- **TASK**
Word for word, give the listing below again.

- **RECORDS PROVIDED**
———

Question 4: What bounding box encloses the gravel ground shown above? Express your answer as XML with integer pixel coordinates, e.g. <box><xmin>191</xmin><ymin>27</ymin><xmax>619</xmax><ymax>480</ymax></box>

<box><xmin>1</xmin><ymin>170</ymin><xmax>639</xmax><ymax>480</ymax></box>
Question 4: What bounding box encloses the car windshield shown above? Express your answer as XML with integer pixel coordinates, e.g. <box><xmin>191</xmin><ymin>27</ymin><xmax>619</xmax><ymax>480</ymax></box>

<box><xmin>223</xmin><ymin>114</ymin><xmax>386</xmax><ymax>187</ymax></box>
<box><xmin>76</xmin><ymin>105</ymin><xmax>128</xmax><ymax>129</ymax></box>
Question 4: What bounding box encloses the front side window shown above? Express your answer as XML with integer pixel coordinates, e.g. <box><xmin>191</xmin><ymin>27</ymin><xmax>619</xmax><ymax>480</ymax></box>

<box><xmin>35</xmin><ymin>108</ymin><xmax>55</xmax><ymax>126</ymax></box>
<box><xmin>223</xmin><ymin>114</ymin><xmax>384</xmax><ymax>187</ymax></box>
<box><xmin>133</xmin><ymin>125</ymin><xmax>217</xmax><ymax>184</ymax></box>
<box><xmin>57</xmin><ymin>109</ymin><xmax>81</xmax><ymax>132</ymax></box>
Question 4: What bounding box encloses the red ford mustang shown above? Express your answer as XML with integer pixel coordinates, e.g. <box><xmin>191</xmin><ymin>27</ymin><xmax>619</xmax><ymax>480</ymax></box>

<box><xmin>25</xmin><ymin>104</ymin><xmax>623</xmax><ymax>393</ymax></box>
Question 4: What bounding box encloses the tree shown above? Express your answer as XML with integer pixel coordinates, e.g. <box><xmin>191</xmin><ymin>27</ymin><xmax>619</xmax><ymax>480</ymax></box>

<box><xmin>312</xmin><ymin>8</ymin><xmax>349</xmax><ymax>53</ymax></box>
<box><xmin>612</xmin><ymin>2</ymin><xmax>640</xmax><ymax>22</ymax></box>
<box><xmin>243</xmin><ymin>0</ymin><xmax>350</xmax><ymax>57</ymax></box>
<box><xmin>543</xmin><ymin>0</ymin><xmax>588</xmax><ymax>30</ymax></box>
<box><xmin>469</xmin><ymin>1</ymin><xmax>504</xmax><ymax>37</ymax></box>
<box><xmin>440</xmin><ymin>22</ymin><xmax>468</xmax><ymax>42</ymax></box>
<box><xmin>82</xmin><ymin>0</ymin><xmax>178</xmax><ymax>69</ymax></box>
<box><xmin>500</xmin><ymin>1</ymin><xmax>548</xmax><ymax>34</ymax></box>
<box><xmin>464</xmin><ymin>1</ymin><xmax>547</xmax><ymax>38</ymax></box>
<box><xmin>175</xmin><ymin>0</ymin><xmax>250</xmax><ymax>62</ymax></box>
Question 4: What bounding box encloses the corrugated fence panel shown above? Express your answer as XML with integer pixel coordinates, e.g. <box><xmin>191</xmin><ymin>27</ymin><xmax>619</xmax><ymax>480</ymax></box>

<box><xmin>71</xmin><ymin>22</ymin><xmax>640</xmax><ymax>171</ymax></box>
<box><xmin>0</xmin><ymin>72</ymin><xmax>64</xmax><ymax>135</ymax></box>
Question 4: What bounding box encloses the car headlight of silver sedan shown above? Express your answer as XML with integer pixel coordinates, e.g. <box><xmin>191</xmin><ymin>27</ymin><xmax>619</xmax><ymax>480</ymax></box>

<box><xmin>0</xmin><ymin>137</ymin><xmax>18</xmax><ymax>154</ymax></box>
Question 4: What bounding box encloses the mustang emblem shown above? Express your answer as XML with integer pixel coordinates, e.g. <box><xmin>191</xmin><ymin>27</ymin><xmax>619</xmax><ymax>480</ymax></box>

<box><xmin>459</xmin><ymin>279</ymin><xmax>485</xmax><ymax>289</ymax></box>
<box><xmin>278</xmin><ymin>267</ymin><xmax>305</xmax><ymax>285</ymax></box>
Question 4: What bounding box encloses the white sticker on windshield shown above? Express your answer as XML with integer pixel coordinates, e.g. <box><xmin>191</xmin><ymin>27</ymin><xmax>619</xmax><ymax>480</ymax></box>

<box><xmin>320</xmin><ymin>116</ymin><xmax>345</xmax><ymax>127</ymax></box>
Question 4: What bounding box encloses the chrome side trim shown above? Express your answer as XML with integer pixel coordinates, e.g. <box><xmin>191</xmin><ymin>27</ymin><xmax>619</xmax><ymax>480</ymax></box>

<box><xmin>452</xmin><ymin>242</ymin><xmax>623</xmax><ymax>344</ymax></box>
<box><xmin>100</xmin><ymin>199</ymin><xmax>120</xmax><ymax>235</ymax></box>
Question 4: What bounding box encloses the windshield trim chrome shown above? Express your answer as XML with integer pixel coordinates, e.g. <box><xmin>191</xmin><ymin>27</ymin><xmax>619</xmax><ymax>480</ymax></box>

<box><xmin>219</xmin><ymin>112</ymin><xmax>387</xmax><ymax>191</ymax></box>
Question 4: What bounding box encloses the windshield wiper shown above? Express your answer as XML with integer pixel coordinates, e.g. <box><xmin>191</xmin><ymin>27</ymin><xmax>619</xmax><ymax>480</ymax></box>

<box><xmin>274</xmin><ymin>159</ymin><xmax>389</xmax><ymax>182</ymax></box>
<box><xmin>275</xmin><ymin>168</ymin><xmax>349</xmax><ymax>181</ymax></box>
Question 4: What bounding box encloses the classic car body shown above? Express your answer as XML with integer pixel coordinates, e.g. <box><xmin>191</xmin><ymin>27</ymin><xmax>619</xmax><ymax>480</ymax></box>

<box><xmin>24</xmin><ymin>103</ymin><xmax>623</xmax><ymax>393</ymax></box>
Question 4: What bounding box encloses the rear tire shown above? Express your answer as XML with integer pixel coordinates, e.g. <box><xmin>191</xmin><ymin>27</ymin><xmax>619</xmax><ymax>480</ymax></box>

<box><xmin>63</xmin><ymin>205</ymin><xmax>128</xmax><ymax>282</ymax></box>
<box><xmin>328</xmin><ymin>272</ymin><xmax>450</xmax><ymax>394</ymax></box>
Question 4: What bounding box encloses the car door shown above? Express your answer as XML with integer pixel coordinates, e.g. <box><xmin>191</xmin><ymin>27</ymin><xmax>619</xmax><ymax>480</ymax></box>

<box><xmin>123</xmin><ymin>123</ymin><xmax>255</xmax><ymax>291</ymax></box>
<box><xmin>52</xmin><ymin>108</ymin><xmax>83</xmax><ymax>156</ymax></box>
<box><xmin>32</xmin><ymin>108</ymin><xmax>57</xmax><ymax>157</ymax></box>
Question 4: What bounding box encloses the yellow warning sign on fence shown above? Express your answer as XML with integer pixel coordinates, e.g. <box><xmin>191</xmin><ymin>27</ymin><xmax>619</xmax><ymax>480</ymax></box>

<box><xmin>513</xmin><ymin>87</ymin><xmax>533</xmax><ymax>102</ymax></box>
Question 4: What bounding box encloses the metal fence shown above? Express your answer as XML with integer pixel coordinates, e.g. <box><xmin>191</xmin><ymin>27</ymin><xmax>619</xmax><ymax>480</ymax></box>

———

- **RESPONSE**
Question 4: What bounding box encloses the gravel ground shown above? Express your answer as XML with integer pixel coordinates, e.g. <box><xmin>191</xmin><ymin>27</ymin><xmax>619</xmax><ymax>480</ymax></box>

<box><xmin>1</xmin><ymin>170</ymin><xmax>639</xmax><ymax>480</ymax></box>
Question 4: What bounding box encloses the car windshield shown above? Express your answer as XML with integer pixel coordinates, e.g. <box><xmin>191</xmin><ymin>27</ymin><xmax>619</xmax><ymax>480</ymax></box>

<box><xmin>223</xmin><ymin>114</ymin><xmax>386</xmax><ymax>187</ymax></box>
<box><xmin>76</xmin><ymin>105</ymin><xmax>128</xmax><ymax>129</ymax></box>
Question 4: What bounding box encloses the front side window shown above? Express your answer as XML with integer pixel coordinates, e.g. <box><xmin>191</xmin><ymin>27</ymin><xmax>619</xmax><ymax>480</ymax></box>

<box><xmin>35</xmin><ymin>108</ymin><xmax>55</xmax><ymax>126</ymax></box>
<box><xmin>223</xmin><ymin>114</ymin><xmax>384</xmax><ymax>187</ymax></box>
<box><xmin>133</xmin><ymin>125</ymin><xmax>217</xmax><ymax>184</ymax></box>
<box><xmin>57</xmin><ymin>109</ymin><xmax>81</xmax><ymax>132</ymax></box>
Question 4: What bounding box encloses the red ford mustang shown above? Express your answer as XML with integer pixel coordinates, e.g. <box><xmin>191</xmin><ymin>27</ymin><xmax>619</xmax><ymax>480</ymax></box>

<box><xmin>25</xmin><ymin>104</ymin><xmax>623</xmax><ymax>393</ymax></box>
Question 4: What bounding box encloses the tree shown above? Express your answer as XML with integer pixel coordinates, e.g. <box><xmin>191</xmin><ymin>27</ymin><xmax>619</xmax><ymax>480</ymax></box>

<box><xmin>312</xmin><ymin>8</ymin><xmax>349</xmax><ymax>53</ymax></box>
<box><xmin>612</xmin><ymin>2</ymin><xmax>640</xmax><ymax>22</ymax></box>
<box><xmin>243</xmin><ymin>0</ymin><xmax>350</xmax><ymax>57</ymax></box>
<box><xmin>543</xmin><ymin>0</ymin><xmax>588</xmax><ymax>30</ymax></box>
<box><xmin>469</xmin><ymin>1</ymin><xmax>504</xmax><ymax>37</ymax></box>
<box><xmin>440</xmin><ymin>22</ymin><xmax>468</xmax><ymax>42</ymax></box>
<box><xmin>82</xmin><ymin>0</ymin><xmax>178</xmax><ymax>69</ymax></box>
<box><xmin>500</xmin><ymin>1</ymin><xmax>548</xmax><ymax>34</ymax></box>
<box><xmin>464</xmin><ymin>1</ymin><xmax>547</xmax><ymax>38</ymax></box>
<box><xmin>175</xmin><ymin>0</ymin><xmax>250</xmax><ymax>62</ymax></box>
Question 4: What bounding box encloses the corrugated fence panel shown above? Express your answer as XML with integer pixel coordinates, e.g. <box><xmin>191</xmin><ymin>27</ymin><xmax>619</xmax><ymax>480</ymax></box>

<box><xmin>71</xmin><ymin>22</ymin><xmax>640</xmax><ymax>171</ymax></box>
<box><xmin>0</xmin><ymin>72</ymin><xmax>64</xmax><ymax>135</ymax></box>
Question 4: What bounding box encloses the car headlight of silver sedan shown above? Express your answer as XML with integer pixel coordinates, e.g. <box><xmin>191</xmin><ymin>27</ymin><xmax>619</xmax><ymax>480</ymax></box>

<box><xmin>0</xmin><ymin>137</ymin><xmax>18</xmax><ymax>154</ymax></box>
Question 4: What bounding box encloses the mustang emblem shown above? Express your answer as XML with integer pixel coordinates, e.g. <box><xmin>191</xmin><ymin>27</ymin><xmax>619</xmax><ymax>480</ymax></box>

<box><xmin>459</xmin><ymin>279</ymin><xmax>485</xmax><ymax>289</ymax></box>
<box><xmin>278</xmin><ymin>267</ymin><xmax>305</xmax><ymax>285</ymax></box>
Question 4: What bounding box encloses the white sticker on windshield shown above? Express your answer as XML with integer pixel coordinates, e.g. <box><xmin>191</xmin><ymin>27</ymin><xmax>619</xmax><ymax>480</ymax></box>

<box><xmin>320</xmin><ymin>116</ymin><xmax>345</xmax><ymax>127</ymax></box>
Question 4: What bounding box encloses the chrome side trim shown above? Express your answer as XML with integer pixel coordinates, e.g. <box><xmin>191</xmin><ymin>27</ymin><xmax>619</xmax><ymax>480</ymax></box>

<box><xmin>452</xmin><ymin>242</ymin><xmax>623</xmax><ymax>344</ymax></box>
<box><xmin>100</xmin><ymin>199</ymin><xmax>120</xmax><ymax>235</ymax></box>
Question 4: What bounding box encloses the windshield trim chrome shown above? Express your answer as XML with integer pixel coordinates, e.g. <box><xmin>191</xmin><ymin>27</ymin><xmax>619</xmax><ymax>480</ymax></box>

<box><xmin>219</xmin><ymin>112</ymin><xmax>387</xmax><ymax>191</ymax></box>
Question 4: What bounding box encloses the windshield wiper shown above? Express your answer as XML with integer pixel coordinates, e.g. <box><xmin>191</xmin><ymin>27</ymin><xmax>619</xmax><ymax>480</ymax></box>

<box><xmin>274</xmin><ymin>159</ymin><xmax>389</xmax><ymax>182</ymax></box>
<box><xmin>275</xmin><ymin>168</ymin><xmax>349</xmax><ymax>181</ymax></box>
Question 4: What bounding box encloses the classic car body shown above? Express your answer as XML with integer pixel coordinates, e.g. <box><xmin>191</xmin><ymin>27</ymin><xmax>619</xmax><ymax>480</ymax></box>

<box><xmin>24</xmin><ymin>103</ymin><xmax>623</xmax><ymax>393</ymax></box>
Question 4: What bounding box encloses the rear tire shown above? Express your answer as XML with integer pixel coordinates, e.g. <box><xmin>191</xmin><ymin>27</ymin><xmax>619</xmax><ymax>480</ymax></box>

<box><xmin>63</xmin><ymin>205</ymin><xmax>128</xmax><ymax>282</ymax></box>
<box><xmin>328</xmin><ymin>272</ymin><xmax>450</xmax><ymax>394</ymax></box>
Question 4: What bounding box encloses the car door shown above? Express your answer as XML with integer pixel coordinates, e.g. <box><xmin>191</xmin><ymin>27</ymin><xmax>619</xmax><ymax>480</ymax></box>

<box><xmin>123</xmin><ymin>123</ymin><xmax>255</xmax><ymax>291</ymax></box>
<box><xmin>52</xmin><ymin>108</ymin><xmax>83</xmax><ymax>156</ymax></box>
<box><xmin>32</xmin><ymin>108</ymin><xmax>57</xmax><ymax>157</ymax></box>
Question 4: What bounding box encloses the yellow warning sign on fence shown above? Express your answer as XML with integer pixel coordinates, e.g. <box><xmin>191</xmin><ymin>27</ymin><xmax>619</xmax><ymax>480</ymax></box>

<box><xmin>513</xmin><ymin>87</ymin><xmax>533</xmax><ymax>102</ymax></box>
Question 4: What bounding box encloses the metal fence shown above? Express your answer as XML with integer pixel coordinates, e.g. <box><xmin>191</xmin><ymin>27</ymin><xmax>619</xmax><ymax>480</ymax></box>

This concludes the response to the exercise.